Work to be completed: Below are some entries; can you quote all of them exactly?

/---

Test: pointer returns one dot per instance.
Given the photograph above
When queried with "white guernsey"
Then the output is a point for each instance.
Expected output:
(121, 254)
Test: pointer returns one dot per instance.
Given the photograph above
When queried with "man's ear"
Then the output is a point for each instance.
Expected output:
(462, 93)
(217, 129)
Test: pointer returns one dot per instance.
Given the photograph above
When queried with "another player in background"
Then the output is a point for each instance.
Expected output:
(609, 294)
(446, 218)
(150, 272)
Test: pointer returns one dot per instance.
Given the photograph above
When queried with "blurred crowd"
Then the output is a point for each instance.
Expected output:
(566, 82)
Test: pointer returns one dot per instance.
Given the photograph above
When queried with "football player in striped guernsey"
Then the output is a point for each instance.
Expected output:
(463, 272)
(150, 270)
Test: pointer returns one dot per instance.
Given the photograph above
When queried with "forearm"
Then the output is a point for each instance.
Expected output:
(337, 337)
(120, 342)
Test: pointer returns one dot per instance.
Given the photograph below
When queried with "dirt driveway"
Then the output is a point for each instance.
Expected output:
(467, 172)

\---

Written answer:
Test: pointer returns one dot per instance.
Given the photograph above
When queried with "white guernsey"
Then the output is a point for each instance.
Expected output:
(121, 254)
Test: pointer returns one dot per instance.
Given the photograph above
When queried with "man's ear"
Then the output is a point for each instance.
Expected output:
(462, 93)
(217, 129)
Test: pointer returns one dot per instance.
Given the photograph above
When queried with "another player in background"
Then the output is a point for each instance.
Expected output:
(609, 294)
(446, 218)
(150, 272)
Test: pointer returns one dot per instance.
Given the photograph above
When queried with "blurred crowd"
Then the output is a point for each instance.
Expected output:
(566, 82)
Test: pointer returns one dot per instance.
Given the photograph above
When queried with "football player in striped guernsey"
Then the output is a point for each instance.
Expected output:
(463, 272)
(150, 270)
Test: pointer returns one dot per instance.
Given the photograph above
When queried with "forearm"
Then the output is a point for each instance.
Expected output:
(337, 337)
(120, 342)
Test: pointer returns one dot per instance.
Given the photograph below
When queried with "dirt driveway"
Then the output is a point for each instance.
Expected output:
(467, 172)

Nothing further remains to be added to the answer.